## Exercise:
The expected output is the line with "Query: dark jacket" followed by every remaining line of the entries, all repeated exactly.

### Source material ###

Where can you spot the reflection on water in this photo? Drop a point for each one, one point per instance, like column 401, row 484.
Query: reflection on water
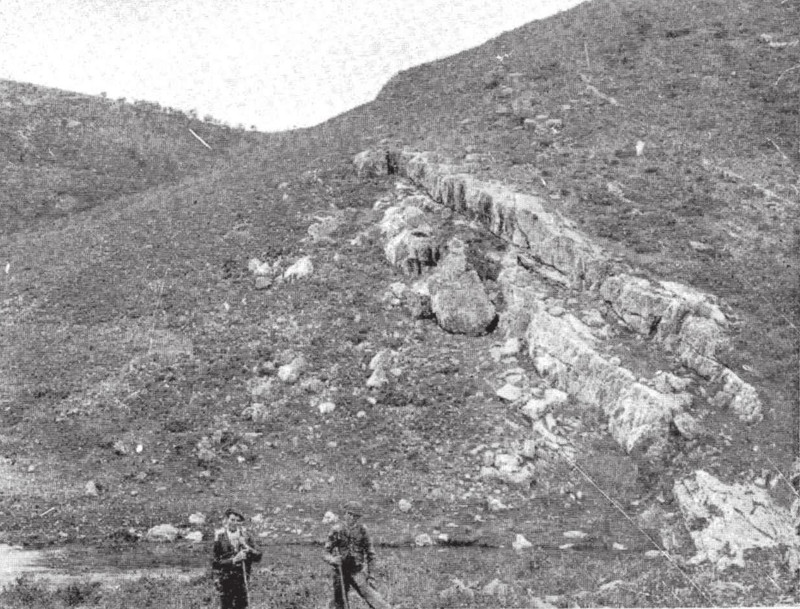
column 15, row 562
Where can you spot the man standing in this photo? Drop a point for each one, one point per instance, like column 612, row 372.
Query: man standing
column 349, row 551
column 234, row 553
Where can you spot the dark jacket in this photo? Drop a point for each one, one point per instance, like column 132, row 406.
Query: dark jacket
column 223, row 565
column 352, row 544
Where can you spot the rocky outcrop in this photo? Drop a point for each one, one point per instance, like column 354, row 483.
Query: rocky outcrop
column 727, row 520
column 689, row 323
column 521, row 219
column 565, row 351
column 371, row 163
column 458, row 298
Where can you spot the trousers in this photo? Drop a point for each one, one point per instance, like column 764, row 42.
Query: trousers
column 357, row 581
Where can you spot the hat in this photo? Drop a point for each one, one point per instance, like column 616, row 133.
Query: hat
column 354, row 508
column 794, row 475
column 232, row 512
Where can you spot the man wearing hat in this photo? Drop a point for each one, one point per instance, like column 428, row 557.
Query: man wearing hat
column 234, row 554
column 349, row 551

###

## Finished task:
Query: dark jacket
column 223, row 565
column 352, row 544
Where can you spot the rocky outcrop in this photo? Drop a point for each one, one point per instance, like column 354, row 483.
Query: rocky outcrop
column 727, row 520
column 689, row 323
column 521, row 219
column 565, row 351
column 371, row 163
column 458, row 298
Where can you spot the trousers in this photo? Drop a point for each one, one point per instance, like column 764, row 42.
Query: trousers
column 357, row 581
Where can you spot the hat in this photo? Drop a point for each one, one point per instance, like column 616, row 133.
Query: hat
column 354, row 508
column 794, row 475
column 232, row 512
Where can you spot the man wearing hat in this photo? Drop a point for each one, one point per instance, like column 428, row 557.
Query: man wearing hat
column 234, row 554
column 349, row 551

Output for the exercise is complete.